■ **GOAL OF THE EXERCISE**: Identify each row below that contains the word "white" and copy those rows. Case counts.

■ **DATA SHOWN**:
(begin)

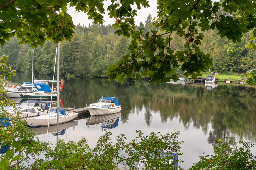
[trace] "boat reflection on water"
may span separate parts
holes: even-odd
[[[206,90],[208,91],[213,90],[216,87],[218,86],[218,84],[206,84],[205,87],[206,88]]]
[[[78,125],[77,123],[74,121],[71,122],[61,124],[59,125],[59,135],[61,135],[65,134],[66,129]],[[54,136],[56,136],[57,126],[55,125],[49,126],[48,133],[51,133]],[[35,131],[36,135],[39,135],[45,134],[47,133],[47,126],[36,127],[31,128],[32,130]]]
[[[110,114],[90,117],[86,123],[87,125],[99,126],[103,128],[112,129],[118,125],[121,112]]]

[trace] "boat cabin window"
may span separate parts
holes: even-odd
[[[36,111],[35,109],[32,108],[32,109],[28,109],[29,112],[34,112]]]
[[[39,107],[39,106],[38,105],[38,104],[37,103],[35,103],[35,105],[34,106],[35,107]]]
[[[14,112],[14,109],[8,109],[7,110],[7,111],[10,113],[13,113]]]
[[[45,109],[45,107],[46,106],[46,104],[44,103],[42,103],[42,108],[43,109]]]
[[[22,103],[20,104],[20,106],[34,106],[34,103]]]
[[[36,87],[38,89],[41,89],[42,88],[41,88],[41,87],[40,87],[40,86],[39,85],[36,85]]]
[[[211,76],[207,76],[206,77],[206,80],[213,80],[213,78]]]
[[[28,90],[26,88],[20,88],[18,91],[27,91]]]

(end)
(begin)

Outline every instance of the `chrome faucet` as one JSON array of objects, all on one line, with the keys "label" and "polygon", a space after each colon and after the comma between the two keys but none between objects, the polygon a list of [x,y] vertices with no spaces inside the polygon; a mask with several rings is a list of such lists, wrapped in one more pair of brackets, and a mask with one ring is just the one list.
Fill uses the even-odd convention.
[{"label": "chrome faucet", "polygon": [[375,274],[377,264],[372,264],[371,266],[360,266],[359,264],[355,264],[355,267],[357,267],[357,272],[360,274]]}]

(end)
(begin)

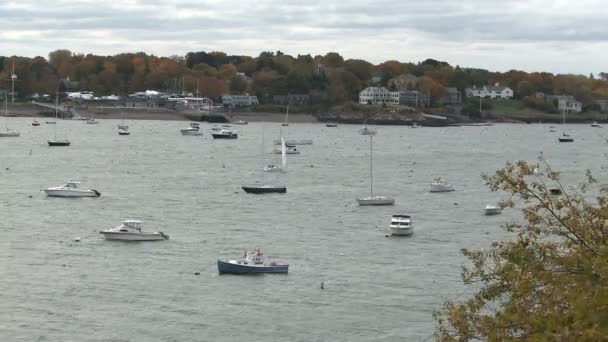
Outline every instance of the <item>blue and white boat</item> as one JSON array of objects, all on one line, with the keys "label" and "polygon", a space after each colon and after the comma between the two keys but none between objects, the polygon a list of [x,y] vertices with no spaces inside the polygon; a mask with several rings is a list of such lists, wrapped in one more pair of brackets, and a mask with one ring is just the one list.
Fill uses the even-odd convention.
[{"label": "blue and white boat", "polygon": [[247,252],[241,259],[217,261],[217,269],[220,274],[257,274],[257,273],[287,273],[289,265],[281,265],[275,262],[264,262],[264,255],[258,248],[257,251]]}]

(end)

■ **OUTPUT BELOW**:
Outline every instance of the <item>blue and white boat</item> as one JSON array of objects, all on one line, with the keys "label" and "polygon", a space after each colon and after the comma between the two keys but none between objects, the polygon a list of [x,y] vertices with no spaces inside the polygon; a mask with several rings is a list of such lists, wrapped in one more pair of brackets, and a mask with one ring is just the one list.
[{"label": "blue and white boat", "polygon": [[247,252],[241,259],[217,261],[217,269],[220,274],[257,274],[257,273],[287,273],[289,265],[281,265],[275,262],[264,262],[264,255],[258,248],[257,251]]}]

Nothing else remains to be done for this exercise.